Data for this exercise:

******

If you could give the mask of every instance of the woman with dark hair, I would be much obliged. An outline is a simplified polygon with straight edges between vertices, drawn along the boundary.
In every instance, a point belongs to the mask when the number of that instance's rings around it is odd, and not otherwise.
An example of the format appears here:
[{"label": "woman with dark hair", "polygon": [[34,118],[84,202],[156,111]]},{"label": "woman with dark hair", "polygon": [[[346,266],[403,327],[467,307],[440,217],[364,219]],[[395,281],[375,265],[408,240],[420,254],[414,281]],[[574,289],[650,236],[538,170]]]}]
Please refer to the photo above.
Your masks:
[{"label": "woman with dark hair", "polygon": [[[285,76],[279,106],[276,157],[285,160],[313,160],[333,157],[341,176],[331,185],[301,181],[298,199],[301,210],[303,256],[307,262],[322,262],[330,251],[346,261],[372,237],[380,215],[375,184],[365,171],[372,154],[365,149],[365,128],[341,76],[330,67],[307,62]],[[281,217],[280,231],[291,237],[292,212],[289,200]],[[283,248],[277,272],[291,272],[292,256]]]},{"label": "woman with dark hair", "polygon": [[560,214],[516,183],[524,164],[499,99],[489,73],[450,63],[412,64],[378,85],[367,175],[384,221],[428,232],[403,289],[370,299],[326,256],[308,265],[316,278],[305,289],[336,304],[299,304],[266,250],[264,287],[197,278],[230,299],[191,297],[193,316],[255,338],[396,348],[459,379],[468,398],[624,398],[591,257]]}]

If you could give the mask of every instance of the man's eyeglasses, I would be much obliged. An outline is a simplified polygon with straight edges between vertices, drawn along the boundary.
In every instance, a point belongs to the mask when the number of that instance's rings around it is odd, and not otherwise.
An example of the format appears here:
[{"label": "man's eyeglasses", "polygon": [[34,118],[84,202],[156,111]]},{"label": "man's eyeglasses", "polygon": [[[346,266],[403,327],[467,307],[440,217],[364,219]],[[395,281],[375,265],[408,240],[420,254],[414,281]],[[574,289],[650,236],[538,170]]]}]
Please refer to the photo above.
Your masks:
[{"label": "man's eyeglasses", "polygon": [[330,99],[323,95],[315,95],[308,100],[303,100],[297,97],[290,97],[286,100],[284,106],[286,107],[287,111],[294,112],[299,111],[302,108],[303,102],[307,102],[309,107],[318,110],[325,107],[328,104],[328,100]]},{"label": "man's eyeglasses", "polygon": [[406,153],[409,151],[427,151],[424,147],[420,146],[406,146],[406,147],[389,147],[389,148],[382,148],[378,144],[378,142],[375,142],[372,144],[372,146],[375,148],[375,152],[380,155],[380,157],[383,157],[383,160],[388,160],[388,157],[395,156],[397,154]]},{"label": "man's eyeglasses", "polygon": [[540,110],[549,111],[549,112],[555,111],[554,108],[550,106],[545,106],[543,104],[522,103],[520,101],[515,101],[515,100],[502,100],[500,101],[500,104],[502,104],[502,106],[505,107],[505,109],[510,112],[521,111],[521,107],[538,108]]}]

******

Every entry should be printed again exactly as written.

If you could give the mask of every instance of the woman with dark hair, I would be much obliged. An outline is a simplified polygon with straight edges between vertices, drawn along the boundary.
In every instance, a point belongs to the mask when the number of that instance's rings around it is odd, and not otherwise.
An example of the format appears here:
[{"label": "woman with dark hair", "polygon": [[34,118],[84,202],[156,111]]},{"label": "woman with dark hair", "polygon": [[[346,266],[403,327],[467,307],[440,217],[364,219]],[[395,281],[375,265],[408,240],[420,254],[414,281]],[[574,289],[650,236],[538,170]]]}]
Please refer to the photo above.
Your masks:
[{"label": "woman with dark hair", "polygon": [[[285,76],[279,106],[276,157],[285,160],[313,160],[333,157],[341,176],[331,185],[301,181],[298,199],[301,210],[303,256],[307,262],[322,262],[330,251],[346,261],[372,237],[380,215],[375,184],[365,171],[372,154],[365,149],[365,128],[341,76],[330,67],[307,62]],[[281,217],[280,231],[291,237],[292,212],[289,200]],[[283,248],[277,272],[291,272],[292,256]]]},{"label": "woman with dark hair", "polygon": [[560,214],[516,183],[524,164],[499,99],[489,73],[450,63],[412,64],[378,85],[367,175],[384,221],[428,232],[403,289],[370,299],[326,256],[308,265],[316,278],[305,289],[336,304],[299,304],[266,250],[264,287],[197,278],[230,299],[191,297],[193,316],[255,338],[396,348],[459,379],[468,398],[624,398],[591,257]]}]

If you could give the mask of every instance of the man's eyeglasses, I would be much obliged. An outline is a simplified polygon with straight edges between vertices, drawn along the boundary.
In every instance, a point belongs to the mask when the number of that instance's rings around it is odd, and not otherwise.
An example of the format appears here:
[{"label": "man's eyeglasses", "polygon": [[34,118],[84,202],[156,111]]},{"label": "man's eyeglasses", "polygon": [[[346,266],[403,327],[467,307],[440,217],[364,219]],[[395,281],[375,265],[408,240],[420,254],[414,281]],[[574,289],[650,236],[538,170]]]}]
Please refer to the photo above.
Your masks:
[{"label": "man's eyeglasses", "polygon": [[330,99],[323,95],[315,95],[308,100],[303,100],[297,97],[290,97],[286,100],[284,106],[286,107],[287,111],[294,112],[299,111],[302,108],[303,102],[307,102],[309,107],[318,110],[325,107],[328,104],[328,100]]},{"label": "man's eyeglasses", "polygon": [[406,153],[409,151],[427,151],[424,147],[420,146],[406,146],[406,147],[389,147],[389,148],[382,148],[378,144],[378,142],[375,142],[372,144],[372,146],[375,148],[375,152],[380,155],[380,157],[383,157],[383,160],[388,160],[388,157],[395,156],[397,154]]},{"label": "man's eyeglasses", "polygon": [[540,110],[549,111],[549,112],[555,111],[554,108],[550,106],[545,106],[543,104],[522,103],[520,101],[515,101],[515,100],[502,100],[500,101],[500,104],[502,104],[502,106],[505,107],[505,109],[510,112],[521,111],[521,107],[538,108]]}]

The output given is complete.